¿Debo obedecer a Dios y a la Iglesia sólo para no irme al infierno?
Por: P. Eduardo María Volpacchio | Fuente:
www.algunasrespuestas.com
REFLEXIONES EN TORNO A LA
OBEDIENCIA
De todas la virtudes, hoy una de las más incomprendidas es la obediencia. No se
sabe qué sentido tiene ni para qué sirve. La mayoría de las personas la ven
como un hecho a soportar, una imposición que no es posible evitar: el pez grande se come al pez chico, el más fuerte manda y
el más débil obedece, uno es jefe y el otro empleado... porque no les queda
otra opción. Y de la que uno conseguirá liberarse cuando crezca,
progrese, tenga más dinero… pueda ¡por fin! hacer
lo que le da la gana, sin tener que obedecer a nadie.

****

__INSTRUCCIONES__.
A. Reescribe de forma más breve el párrafo de la reflexión sobre la obediencia que empieza con "De todas la virtudes", conservando sus ideas principales.
B. Según la reflexión sobre la obediencia, ¿por qué obedecen el más débil y el empleado? Responde en una a tres oraciones.
C. Continúa la reflexión sobre la obediencia a partir de su última oración.

__DATOS REGISTRADOS__.
****

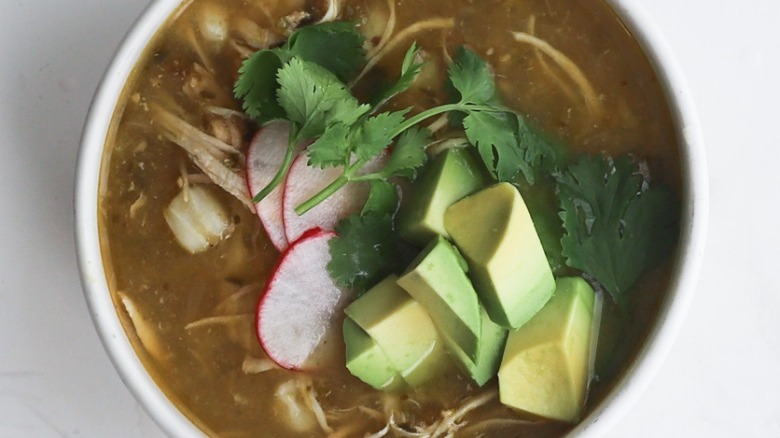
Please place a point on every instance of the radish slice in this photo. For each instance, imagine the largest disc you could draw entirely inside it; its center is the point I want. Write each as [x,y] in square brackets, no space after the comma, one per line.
[265,155]
[299,316]
[304,181]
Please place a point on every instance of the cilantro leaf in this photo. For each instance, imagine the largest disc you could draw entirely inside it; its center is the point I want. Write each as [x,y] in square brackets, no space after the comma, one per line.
[365,250]
[314,98]
[616,224]
[470,76]
[373,135]
[331,149]
[256,86]
[541,151]
[335,46]
[409,71]
[382,198]
[494,136]
[408,154]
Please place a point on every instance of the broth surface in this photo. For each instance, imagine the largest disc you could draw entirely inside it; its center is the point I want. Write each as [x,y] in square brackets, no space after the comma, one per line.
[203,367]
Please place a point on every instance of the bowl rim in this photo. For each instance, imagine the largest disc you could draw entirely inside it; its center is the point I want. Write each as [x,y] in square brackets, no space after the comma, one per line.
[628,387]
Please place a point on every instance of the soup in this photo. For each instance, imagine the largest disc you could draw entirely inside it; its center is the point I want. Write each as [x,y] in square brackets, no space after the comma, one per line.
[570,67]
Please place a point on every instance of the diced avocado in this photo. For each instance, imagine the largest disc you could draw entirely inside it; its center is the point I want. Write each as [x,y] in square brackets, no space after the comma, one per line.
[545,365]
[491,348]
[437,280]
[366,361]
[507,264]
[453,174]
[402,328]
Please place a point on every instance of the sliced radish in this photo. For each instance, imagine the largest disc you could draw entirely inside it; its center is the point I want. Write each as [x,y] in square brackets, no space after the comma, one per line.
[304,181]
[265,155]
[300,312]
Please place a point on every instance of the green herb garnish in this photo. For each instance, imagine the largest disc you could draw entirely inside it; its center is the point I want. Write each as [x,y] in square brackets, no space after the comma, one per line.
[366,250]
[616,224]
[307,76]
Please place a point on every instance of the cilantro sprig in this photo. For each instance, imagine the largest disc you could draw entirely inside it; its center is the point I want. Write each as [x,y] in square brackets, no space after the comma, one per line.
[304,82]
[616,223]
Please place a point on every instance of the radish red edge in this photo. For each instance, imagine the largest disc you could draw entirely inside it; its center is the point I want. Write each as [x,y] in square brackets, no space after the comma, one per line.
[285,258]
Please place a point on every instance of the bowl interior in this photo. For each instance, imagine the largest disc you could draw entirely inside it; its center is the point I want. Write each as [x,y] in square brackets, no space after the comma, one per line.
[170,418]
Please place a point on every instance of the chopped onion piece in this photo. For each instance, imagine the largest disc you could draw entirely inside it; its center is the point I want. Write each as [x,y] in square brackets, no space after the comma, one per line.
[197,220]
[294,408]
[143,329]
[213,23]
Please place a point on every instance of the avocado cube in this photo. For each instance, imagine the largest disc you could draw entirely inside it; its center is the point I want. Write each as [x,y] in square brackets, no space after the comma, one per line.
[495,233]
[437,280]
[545,366]
[402,328]
[366,361]
[452,175]
[491,348]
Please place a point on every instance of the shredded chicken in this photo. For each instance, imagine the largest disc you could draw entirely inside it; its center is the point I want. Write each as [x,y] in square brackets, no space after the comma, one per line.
[438,124]
[301,407]
[420,26]
[334,9]
[554,74]
[254,36]
[592,99]
[440,146]
[201,86]
[492,424]
[256,365]
[207,152]
[226,130]
[451,420]
[389,29]
[219,320]
[147,335]
[291,22]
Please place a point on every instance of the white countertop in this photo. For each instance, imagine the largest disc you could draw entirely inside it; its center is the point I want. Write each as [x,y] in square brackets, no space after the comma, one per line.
[720,379]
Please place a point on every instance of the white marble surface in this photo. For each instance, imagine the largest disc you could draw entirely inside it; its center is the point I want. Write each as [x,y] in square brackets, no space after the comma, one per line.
[720,379]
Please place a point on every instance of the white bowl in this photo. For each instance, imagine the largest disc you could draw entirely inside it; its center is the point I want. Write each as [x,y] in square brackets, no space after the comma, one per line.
[627,389]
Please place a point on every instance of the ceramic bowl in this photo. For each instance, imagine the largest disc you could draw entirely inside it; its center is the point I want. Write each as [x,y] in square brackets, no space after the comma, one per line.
[621,398]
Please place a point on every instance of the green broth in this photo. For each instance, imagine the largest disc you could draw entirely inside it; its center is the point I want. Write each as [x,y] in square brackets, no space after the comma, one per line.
[201,367]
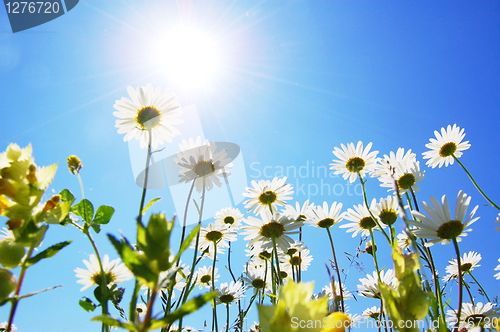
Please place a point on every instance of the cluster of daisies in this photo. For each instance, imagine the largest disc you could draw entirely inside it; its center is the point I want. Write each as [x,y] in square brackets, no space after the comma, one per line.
[274,230]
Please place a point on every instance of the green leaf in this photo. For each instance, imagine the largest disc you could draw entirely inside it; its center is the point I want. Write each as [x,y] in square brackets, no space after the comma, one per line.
[136,262]
[187,242]
[187,308]
[49,252]
[108,320]
[87,304]
[67,196]
[150,204]
[103,214]
[84,209]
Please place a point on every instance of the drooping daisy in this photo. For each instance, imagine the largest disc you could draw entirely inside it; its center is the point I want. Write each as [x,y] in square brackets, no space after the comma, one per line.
[445,146]
[204,277]
[468,262]
[149,111]
[440,227]
[267,195]
[387,210]
[257,276]
[299,213]
[373,312]
[354,160]
[369,285]
[401,169]
[215,235]
[474,315]
[204,165]
[115,272]
[497,276]
[270,226]
[404,241]
[362,222]
[3,327]
[325,216]
[230,293]
[231,217]
[335,295]
[297,257]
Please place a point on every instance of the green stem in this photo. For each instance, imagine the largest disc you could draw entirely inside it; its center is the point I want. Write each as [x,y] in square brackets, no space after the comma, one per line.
[460,283]
[214,310]
[80,182]
[275,251]
[15,300]
[365,199]
[475,183]
[480,287]
[338,271]
[227,317]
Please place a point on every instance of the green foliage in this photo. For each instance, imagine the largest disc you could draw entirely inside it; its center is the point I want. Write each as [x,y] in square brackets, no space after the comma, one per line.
[408,302]
[294,305]
[49,252]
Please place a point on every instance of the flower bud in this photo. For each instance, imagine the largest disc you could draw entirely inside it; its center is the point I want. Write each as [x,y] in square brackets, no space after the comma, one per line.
[7,284]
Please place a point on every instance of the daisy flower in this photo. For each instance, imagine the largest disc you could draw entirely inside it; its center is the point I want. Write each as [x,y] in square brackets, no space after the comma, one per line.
[299,213]
[204,165]
[440,227]
[115,272]
[335,295]
[3,327]
[257,277]
[354,160]
[373,312]
[468,262]
[204,277]
[267,195]
[268,227]
[231,217]
[445,146]
[325,216]
[230,293]
[404,241]
[218,234]
[362,222]
[150,112]
[296,257]
[387,210]
[474,315]
[369,285]
[401,169]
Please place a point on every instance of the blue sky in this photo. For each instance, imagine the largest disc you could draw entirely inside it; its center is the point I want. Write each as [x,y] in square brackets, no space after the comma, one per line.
[295,80]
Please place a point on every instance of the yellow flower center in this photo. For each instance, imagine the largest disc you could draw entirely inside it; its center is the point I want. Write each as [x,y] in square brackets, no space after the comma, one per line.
[406,181]
[148,117]
[203,168]
[97,278]
[450,230]
[229,220]
[447,149]
[272,230]
[355,164]
[325,223]
[268,197]
[367,223]
[226,298]
[388,217]
[213,236]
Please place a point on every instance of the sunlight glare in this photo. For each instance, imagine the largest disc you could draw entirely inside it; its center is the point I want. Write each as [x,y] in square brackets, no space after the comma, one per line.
[188,56]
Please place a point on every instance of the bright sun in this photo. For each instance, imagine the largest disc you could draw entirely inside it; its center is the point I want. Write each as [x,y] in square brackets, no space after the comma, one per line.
[188,56]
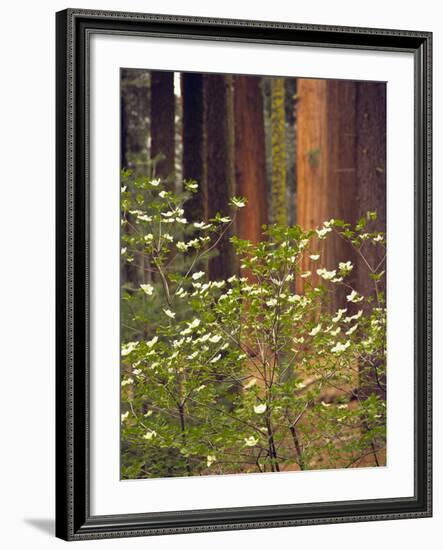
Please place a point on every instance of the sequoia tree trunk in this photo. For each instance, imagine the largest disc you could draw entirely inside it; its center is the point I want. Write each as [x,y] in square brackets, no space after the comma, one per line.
[162,124]
[250,163]
[219,164]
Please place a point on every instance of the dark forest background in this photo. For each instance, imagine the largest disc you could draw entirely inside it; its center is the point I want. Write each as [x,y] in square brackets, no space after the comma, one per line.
[300,150]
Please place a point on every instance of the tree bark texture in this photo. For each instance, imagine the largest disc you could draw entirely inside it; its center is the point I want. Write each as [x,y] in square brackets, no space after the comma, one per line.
[219,163]
[278,193]
[341,150]
[250,163]
[193,139]
[163,123]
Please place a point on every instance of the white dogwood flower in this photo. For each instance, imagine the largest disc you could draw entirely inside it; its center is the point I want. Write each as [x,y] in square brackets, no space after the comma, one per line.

****

__RESULTADOS DEL EJERCICIO__.
A. La obediencia es hoy una de las virtudes más incomprendidas, pues no se entiende su sentido ni su utilidad. La mayoría la ve como una imposición inevitable, como la del más fuerte sobre el más débil o la del jefe sobre el empleado. Espera librarse de ella al crecer, progresar o tener más dinero para hacer lo que quiera sin obedecer a nadie.

B. Obedecen porque no les queda otra opción. Por eso la mayoría ve la obediencia como un hecho que hay que soportar y una imposición que no se puede evitar.

C.
Desde esta perspectiva la obediencia supondría –estaría unida a– debilidad,
falta de edad, sometimiento, humillación. Es decir, algo que no sólo carece de
valor, sino que es un antivalor: cuanto antes uno
se libere del yugo de la obediencia, mejor; uno será más uno mismo en la medida
que no tenga encima una voluntad ajena que obedecer.
Esta visión llega a extenderse a las relaciones con Dios: tengo que obedecerlo para no irme al infierno... pero lo
mejor sería no tener que hacerlo.
LA OBEDIENCIA, ¿UNA VIRTUD?
Si tener que obedecer es algo no deseable y hasta malo ¿cómo puede ser algo
virtuoso?
Una virtud es una perfección de nuestra naturaleza. Si la obediencia fuera una
virtud, una persona obediente sería más perfecta que una desobediente. Tendría
una personalidad más madura, más desarrollada, más perfecta. Pero, afirmar esto
es contradictorio con la visión de la obediencia que describimos en el párrafo
anterior. ¿Qué es lo que no funciona?
En una cultura individualista, donde se busca la afirmación de sí mismo sobre
todas las cosas, se hace muy difícil entender la obediencia.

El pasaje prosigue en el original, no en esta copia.